→ **Task goal**
Set down exactly the lines from the one containing "Target: windshield" through the last line of the records below, both included, and nothing else.

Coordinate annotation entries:
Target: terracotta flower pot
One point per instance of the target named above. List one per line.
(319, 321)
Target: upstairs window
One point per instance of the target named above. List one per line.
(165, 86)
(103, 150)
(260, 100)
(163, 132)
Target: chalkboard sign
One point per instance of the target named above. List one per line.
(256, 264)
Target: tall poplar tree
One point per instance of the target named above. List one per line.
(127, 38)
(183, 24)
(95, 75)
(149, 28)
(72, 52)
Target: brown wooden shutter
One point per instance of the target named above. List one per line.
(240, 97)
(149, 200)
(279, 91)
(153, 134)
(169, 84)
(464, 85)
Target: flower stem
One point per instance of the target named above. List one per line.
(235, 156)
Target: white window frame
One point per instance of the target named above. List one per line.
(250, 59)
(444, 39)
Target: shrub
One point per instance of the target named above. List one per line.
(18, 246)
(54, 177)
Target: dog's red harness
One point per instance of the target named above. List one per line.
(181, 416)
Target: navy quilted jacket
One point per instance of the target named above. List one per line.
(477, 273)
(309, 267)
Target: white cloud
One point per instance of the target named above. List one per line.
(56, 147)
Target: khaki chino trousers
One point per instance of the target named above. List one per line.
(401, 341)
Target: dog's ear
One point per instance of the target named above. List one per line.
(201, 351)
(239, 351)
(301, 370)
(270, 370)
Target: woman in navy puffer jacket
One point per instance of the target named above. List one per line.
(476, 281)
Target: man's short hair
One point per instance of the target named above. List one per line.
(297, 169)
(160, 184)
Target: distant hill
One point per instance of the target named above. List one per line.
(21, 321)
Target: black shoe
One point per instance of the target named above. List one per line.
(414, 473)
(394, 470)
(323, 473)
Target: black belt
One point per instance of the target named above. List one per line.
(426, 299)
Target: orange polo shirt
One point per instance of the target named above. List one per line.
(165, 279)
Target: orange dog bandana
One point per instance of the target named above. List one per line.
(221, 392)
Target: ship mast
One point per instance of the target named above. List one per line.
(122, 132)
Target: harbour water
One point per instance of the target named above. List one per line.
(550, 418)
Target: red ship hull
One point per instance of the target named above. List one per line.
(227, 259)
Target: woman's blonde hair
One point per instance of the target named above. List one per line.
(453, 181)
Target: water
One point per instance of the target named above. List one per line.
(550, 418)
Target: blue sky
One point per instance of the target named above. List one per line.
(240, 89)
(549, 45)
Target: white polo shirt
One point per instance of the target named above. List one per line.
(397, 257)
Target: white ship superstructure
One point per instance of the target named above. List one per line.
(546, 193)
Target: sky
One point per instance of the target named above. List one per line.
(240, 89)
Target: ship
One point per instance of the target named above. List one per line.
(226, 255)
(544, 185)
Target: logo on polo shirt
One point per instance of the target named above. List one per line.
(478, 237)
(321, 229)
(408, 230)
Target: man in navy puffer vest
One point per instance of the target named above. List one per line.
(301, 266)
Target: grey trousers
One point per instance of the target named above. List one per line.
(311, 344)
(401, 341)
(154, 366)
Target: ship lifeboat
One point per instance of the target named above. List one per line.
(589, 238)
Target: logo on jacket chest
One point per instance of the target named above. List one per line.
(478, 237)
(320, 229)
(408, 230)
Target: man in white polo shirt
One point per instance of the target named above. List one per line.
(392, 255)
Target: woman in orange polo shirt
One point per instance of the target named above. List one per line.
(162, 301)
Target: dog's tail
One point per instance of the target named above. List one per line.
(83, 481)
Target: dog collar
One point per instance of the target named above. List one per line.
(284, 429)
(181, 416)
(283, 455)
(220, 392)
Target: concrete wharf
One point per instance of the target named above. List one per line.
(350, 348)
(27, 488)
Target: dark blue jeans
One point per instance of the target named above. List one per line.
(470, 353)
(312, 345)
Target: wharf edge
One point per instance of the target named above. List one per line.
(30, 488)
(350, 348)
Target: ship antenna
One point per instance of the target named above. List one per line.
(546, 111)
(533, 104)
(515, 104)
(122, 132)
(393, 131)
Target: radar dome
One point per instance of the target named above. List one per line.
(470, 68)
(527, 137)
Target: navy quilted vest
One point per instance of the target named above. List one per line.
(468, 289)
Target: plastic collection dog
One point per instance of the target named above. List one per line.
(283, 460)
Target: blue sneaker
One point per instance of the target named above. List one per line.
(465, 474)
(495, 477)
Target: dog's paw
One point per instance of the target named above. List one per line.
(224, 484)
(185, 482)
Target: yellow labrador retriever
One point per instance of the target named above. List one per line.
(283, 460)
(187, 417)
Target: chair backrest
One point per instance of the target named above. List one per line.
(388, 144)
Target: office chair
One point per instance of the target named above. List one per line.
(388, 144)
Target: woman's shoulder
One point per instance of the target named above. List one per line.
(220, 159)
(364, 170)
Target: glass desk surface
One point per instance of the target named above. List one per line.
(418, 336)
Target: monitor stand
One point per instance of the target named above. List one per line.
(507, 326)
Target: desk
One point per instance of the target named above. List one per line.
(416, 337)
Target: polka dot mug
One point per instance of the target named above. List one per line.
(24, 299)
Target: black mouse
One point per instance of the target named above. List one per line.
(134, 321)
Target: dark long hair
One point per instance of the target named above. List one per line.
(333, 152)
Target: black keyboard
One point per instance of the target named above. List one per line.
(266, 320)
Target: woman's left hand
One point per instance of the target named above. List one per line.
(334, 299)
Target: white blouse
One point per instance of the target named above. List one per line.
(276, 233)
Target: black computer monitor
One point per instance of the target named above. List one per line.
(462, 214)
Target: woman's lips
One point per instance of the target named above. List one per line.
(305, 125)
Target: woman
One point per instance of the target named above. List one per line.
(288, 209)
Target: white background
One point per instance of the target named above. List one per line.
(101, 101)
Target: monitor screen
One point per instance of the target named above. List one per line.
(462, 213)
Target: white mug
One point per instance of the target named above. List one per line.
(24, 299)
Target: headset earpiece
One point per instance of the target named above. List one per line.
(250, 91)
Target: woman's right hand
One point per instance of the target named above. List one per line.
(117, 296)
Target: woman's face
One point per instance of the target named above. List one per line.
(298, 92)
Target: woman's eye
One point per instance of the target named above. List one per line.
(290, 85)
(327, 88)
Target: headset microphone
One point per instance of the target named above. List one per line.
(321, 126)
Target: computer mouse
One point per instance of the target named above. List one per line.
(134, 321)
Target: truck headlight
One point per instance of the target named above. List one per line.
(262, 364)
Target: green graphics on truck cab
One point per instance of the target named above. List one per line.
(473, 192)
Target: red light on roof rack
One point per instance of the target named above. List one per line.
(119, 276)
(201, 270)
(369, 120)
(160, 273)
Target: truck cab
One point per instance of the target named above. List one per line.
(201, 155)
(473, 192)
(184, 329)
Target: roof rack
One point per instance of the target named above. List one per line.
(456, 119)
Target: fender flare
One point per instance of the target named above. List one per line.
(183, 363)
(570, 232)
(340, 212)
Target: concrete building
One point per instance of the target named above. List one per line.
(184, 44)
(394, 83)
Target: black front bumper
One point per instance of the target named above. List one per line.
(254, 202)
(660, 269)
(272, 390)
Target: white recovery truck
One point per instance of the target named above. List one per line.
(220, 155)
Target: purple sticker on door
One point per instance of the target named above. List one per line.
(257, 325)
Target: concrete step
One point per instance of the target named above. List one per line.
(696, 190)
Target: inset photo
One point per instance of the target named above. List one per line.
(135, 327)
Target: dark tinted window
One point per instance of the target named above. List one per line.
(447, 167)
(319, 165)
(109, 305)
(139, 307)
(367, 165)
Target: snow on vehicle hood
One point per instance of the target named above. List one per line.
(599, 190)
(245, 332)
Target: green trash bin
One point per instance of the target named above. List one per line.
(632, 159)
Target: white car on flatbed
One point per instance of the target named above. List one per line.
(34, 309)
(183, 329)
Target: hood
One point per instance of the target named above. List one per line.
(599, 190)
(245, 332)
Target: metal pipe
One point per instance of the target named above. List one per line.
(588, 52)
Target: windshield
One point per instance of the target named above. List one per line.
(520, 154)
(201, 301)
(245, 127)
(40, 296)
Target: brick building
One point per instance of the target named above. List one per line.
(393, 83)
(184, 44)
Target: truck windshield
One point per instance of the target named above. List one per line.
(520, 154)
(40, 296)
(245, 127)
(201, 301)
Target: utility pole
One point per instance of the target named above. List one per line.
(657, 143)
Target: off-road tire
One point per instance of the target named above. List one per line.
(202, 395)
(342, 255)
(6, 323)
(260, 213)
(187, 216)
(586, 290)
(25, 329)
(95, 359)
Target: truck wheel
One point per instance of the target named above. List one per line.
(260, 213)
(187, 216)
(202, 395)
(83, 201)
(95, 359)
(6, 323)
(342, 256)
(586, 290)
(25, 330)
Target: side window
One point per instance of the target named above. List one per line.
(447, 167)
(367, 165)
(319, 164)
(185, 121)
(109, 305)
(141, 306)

→ **Output for this task**
Target: windshield
One point per instance of the target named above. List one per line.
(520, 154)
(201, 301)
(245, 127)
(40, 296)
Target: brick building
One point per instance of the target named above. List one per line.
(393, 83)
(184, 44)
Target: truck windshield
One point per instance of the target named above. List one per line.
(520, 154)
(40, 296)
(245, 127)
(201, 301)
Target: utility pole
One point per instance of the target named above. List one per line.
(657, 143)
Target: off-road tire
One point per instance of the target named above. List one per line.
(202, 395)
(342, 255)
(6, 323)
(260, 213)
(187, 216)
(586, 290)
(25, 329)
(95, 359)
Target: truck wheel
One point per instance of the target named above. List one per line.
(260, 213)
(187, 216)
(202, 395)
(83, 201)
(95, 359)
(6, 323)
(342, 256)
(586, 290)
(25, 330)
Target: side window
One point per instance of the target named above. List one per line.
(447, 167)
(367, 165)
(319, 164)
(185, 121)
(109, 305)
(141, 306)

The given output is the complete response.